→ Document section

•••••

Calling your Congressperson can sometimes be helpful. Need some pork for your pet project grafted on to the next budget bill? Go right ahead! There are instances where targeted public pressure on specific Congresspeople can actually change something, or can at least inform them about an issue that is important but maybe too niche to have crossed their desk. But if you look at the state of Congress today and think that calling your representative is the most effective thing you can do to help immigrants in this climate of intense repression, you are overestimating your congressperson and underestimating yourself! Phoning up the dismal crew of equivocating hand-wringers and stone-cold sociopaths on the hill may be unproductive, but that does not leave us without any recourse. We can do some things ourselves. Nothing will change on immigration without a fully-engaged citizenry (or personry, if you prefer) sticking their obnoxious noses into every part of the government’s deportation machine.

It’s worth mentioning, first of all, that some people are inherently well-placed to offer more hands-on assistance. Immigration courts generally operate during business hours, and detention centers may have limited visiting windows (especially for non-attorneys). If you are a college, grad, or professional student with chunks of open time during weekdays; if you are a retiree; if you are a freelancer, remote employee, or self-employed person with the ability to set your own hours; if you are a teacher or professor who doesn’t teach every day or is currently in your “vacation” season; or if you are just a person whose job has off days during the week, then you have a unique ability to participate in many of the activities we suggest below.

If you are a 9-5er, an exhausted multi-part-timer, or are caring for dependants full-time, however, some of these opportunities may not be logistically possible for you. Don’t despair! There are still things on our list that apply to you. In addition, you can make a big difference by encouraging the people in your life who are available to get involved, and providing them with whatever emotional and/or material support you can. A feeling of solidarity and companionship makes a huge difference to people’s ability to dive headlong into unfamiliar or emotionally tough projects.

Finally: There are probably local immigration organizations in your area that are actively working on projects. Google around, find out who they are, visit the “volunteer” section of their webpages, call them up, show up at community meetings! They may be working on local issues that we don’t know about or that are beyond the scope of this short list. There’s no need to invent a whole volunteering program from scratch if the immigrants and advocates in your area already have concrete ideas about how you can be most useful.

•••••

→ Job 1
Answer these about the text on helping immigrants, one per line:
(a) When do immigration courts generally operate?
(b) What kind of support can you give the people in your life who are available to get involved?
(c) Which section of local immigration organizations' webpages does it suggest visiting?
→ Job 2
Copy the part of the text on helping immigrants starting with "It’s worth mentioning, first" and going on through "we suggest below.".

→ Supplied entries

•••••

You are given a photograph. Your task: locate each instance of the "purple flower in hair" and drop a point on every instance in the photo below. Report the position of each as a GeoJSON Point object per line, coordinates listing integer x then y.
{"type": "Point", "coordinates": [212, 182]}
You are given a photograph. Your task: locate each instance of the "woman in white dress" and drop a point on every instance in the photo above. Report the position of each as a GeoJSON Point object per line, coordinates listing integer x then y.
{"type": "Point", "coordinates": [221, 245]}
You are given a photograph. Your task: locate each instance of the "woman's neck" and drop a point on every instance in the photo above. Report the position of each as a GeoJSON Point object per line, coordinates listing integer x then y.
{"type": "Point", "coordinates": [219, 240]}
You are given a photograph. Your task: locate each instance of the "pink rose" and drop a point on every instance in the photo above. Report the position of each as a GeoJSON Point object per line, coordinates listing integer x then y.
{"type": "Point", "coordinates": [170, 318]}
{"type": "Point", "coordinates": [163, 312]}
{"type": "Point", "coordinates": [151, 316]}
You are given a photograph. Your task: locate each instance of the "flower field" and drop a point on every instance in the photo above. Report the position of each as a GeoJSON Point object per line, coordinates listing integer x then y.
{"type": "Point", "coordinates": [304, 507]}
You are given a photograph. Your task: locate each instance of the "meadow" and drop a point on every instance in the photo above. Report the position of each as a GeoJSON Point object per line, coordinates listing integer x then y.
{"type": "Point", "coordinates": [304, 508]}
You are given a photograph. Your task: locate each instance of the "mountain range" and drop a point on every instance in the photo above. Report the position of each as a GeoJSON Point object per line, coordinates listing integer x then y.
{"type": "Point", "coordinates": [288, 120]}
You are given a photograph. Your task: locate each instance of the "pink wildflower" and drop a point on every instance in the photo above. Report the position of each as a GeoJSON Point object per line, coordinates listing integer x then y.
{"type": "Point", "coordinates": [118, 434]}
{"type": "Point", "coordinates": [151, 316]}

•••••

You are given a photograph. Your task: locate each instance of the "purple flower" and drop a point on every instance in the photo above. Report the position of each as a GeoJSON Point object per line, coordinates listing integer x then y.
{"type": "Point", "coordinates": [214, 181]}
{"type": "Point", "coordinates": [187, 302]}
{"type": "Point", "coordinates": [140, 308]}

•••••

→ Complete answer 1
(a) During business hours.
(b) Emotional and/or material support.
(c) The "volunteer" section.

→ Complete answer 2
It’s worth mentioning, first of all, that some people are inherently well-placed to offer more hands-on assistance. Immigration courts generally operate during business hours, and detention centers may have limited visiting windows (especially for non-attorneys). If you are a college, grad, or professional student with chunks of open time during weekdays; if you are a retiree; if you are a freelancer, remote employee, or self-employed person with the ability to set your own hours; if you are a teacher or professor who doesn’t teach every day or is currently in your “vacation” season; or if you are just a person whose job has off days during the week, then you have a unique ability to participate in many of the activities we suggest below.